- Requirements:
A: Shorten the paragraph in the data_check pipeline documentation that begins "If data_check finds a file named" while keeping its main facts.
B: Continue the data_check pipeline documentation below, starting right after its last line.

Pipelines

If data_check finds a file named data_check_pipeline.yml in a folder, it will treat this folder as a pipeline check. Instead of running CSV checks it will execute the steps in the YAML file.

Example

Example project with a pipeline:

data_check.yml
checks/
    some_test.sql                # this test will run in parallel to the pipeline test
    some_test.csv
    sample_pipeline/
        data_check_pipeline.yml  # configuration for the pipeline
        data/
            my_schema.some_table.csv       # data for a table
        data2/
            some_data.csv        # other data
        some_checks/             # folder with CSV checks
            check1.sql
            check1.csl
            ...
        run_this.sql             # a SQL file that will be executed
        cleanup.sql
    other_pipeline/              # you can have multiple pipelines that will run in parallel
        data_check_pipeline.yml
        ...

The file sample_pipeline/data_check_pipeline.yml can look like this:

steps:
    # this will truncate the table my_schema.some_table and load it with the data from data/my_schema.some_table.csv
    - load: data
    # this will execute the SQL statement in run_this.sql
    - sql: run_this.sql
    # this will append the data from data2/some_data.csv to my_schema.other_table
    - load:
        file: data2/some_data.csv
        table: my_schema.other_table
        mode: append
    # this will run a python script and pass the connection name
    - cmd: "python3 /path/to/my_pipeline.py --connection {{CONNECTION}}"

- Material:
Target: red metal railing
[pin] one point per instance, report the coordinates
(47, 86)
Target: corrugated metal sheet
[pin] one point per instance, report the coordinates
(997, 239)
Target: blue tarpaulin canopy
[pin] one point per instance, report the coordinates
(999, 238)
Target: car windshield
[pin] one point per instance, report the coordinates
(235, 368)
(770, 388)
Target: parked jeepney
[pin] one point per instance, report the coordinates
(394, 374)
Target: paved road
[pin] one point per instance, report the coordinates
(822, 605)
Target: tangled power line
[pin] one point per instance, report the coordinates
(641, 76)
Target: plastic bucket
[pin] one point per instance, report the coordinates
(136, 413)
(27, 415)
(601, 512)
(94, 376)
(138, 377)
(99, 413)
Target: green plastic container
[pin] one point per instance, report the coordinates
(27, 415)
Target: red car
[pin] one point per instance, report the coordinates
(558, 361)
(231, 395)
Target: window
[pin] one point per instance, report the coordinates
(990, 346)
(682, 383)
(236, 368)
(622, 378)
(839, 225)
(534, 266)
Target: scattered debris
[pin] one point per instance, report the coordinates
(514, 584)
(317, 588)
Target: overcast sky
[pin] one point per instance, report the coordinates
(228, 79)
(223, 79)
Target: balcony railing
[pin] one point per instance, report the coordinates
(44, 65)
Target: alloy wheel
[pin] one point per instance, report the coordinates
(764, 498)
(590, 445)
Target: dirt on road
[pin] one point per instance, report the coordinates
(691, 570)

* * *

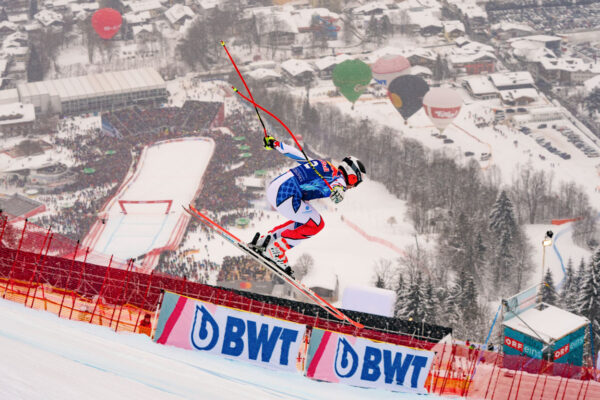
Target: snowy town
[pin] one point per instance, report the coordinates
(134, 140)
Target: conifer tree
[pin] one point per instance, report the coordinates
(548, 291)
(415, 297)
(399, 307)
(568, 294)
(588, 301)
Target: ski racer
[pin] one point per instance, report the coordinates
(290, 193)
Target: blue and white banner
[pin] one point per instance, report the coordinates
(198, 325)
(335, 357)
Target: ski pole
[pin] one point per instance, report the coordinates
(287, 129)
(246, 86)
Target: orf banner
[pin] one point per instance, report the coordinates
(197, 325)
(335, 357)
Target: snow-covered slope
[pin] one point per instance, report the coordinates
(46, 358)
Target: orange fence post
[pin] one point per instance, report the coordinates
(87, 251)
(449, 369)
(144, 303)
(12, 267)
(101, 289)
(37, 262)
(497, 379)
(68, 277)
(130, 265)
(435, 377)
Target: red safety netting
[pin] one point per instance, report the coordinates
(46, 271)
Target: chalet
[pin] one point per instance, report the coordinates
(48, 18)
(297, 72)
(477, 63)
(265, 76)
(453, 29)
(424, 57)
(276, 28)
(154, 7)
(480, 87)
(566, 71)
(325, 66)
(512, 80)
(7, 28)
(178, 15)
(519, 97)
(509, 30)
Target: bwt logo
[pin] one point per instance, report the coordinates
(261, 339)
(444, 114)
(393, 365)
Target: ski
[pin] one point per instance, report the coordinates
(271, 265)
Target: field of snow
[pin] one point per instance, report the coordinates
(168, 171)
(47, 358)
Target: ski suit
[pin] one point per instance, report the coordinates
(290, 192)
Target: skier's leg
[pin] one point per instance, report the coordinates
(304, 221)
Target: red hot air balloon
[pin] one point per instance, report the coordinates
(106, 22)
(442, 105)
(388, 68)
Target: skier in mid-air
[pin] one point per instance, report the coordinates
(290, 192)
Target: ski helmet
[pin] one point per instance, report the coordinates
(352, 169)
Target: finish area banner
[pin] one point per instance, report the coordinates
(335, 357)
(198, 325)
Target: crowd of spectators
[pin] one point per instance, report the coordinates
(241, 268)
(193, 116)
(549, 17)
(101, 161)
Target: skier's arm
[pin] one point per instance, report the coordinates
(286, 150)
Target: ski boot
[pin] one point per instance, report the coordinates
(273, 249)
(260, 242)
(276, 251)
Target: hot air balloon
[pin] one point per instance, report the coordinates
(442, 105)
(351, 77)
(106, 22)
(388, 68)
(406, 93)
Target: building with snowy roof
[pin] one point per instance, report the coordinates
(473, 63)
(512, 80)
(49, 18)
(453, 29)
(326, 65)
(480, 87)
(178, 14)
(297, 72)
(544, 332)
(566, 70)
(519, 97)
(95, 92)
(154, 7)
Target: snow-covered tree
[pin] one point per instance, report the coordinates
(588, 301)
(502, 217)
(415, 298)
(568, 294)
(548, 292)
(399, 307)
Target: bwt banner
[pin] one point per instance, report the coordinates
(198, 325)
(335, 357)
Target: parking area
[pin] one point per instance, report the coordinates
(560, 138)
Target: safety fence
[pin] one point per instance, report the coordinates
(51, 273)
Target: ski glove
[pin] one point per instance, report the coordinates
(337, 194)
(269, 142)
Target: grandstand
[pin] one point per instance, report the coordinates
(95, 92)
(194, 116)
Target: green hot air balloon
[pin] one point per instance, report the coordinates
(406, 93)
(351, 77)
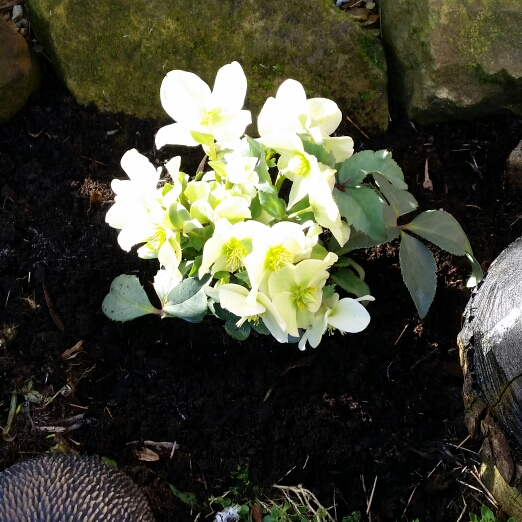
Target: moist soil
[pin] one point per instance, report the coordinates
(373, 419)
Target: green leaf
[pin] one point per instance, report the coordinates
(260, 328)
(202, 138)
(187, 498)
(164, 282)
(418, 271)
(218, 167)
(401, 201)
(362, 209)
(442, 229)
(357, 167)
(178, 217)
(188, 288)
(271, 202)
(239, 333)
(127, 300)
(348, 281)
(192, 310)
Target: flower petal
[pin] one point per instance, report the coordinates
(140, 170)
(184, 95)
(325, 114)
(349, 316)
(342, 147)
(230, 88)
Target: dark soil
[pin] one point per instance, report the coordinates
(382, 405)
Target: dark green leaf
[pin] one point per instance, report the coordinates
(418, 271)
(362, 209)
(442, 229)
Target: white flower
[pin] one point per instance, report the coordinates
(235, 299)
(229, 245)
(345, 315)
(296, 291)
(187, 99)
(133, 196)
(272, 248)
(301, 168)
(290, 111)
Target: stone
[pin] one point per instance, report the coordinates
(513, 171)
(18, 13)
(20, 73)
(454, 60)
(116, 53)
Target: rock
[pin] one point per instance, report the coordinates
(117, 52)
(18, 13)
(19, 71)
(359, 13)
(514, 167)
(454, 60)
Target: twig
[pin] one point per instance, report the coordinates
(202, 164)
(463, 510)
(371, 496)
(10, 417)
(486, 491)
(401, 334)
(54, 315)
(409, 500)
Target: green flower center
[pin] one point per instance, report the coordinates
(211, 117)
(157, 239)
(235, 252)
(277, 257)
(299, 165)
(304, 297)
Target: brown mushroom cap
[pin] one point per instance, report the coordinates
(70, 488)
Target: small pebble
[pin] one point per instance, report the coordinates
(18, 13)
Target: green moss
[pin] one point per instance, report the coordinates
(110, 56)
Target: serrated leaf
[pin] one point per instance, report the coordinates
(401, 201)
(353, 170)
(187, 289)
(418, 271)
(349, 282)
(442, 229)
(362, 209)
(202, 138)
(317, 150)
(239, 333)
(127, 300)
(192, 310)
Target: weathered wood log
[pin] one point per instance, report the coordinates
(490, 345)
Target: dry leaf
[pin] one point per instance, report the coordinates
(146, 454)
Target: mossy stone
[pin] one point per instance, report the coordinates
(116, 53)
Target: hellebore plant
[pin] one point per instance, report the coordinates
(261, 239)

- Written responses:
A: When data_check finds data_check_pipeline.yml in a folder, it treats that folder as a pipeline check and runs the steps in the YAML file instead of CSV checks.

B:
    # this will run the CSV checks in the some_checks folder
    - check: some_checks
    - always_run:
        - sql: run_this_always.sql

Pipeline checks and simple CSV checks can coexist in a project.

Pipeline configuration

data_check_pipeline.yml is a YAML file with steps as its main element that contains a list of steps.

steps

steps is a list of steps that are executed in the pipeline sequentially. If any of the steps fail the pipeline will fail and the following steps will not be executed.

Most steps have a list of files as a parameter. If you only need a single file/path, you can usually use a short form: step_name: path.

check

check will run CSV checks in a given folder or from a single file. It is like running data_check with this parameter. All checks will be performed in parallel.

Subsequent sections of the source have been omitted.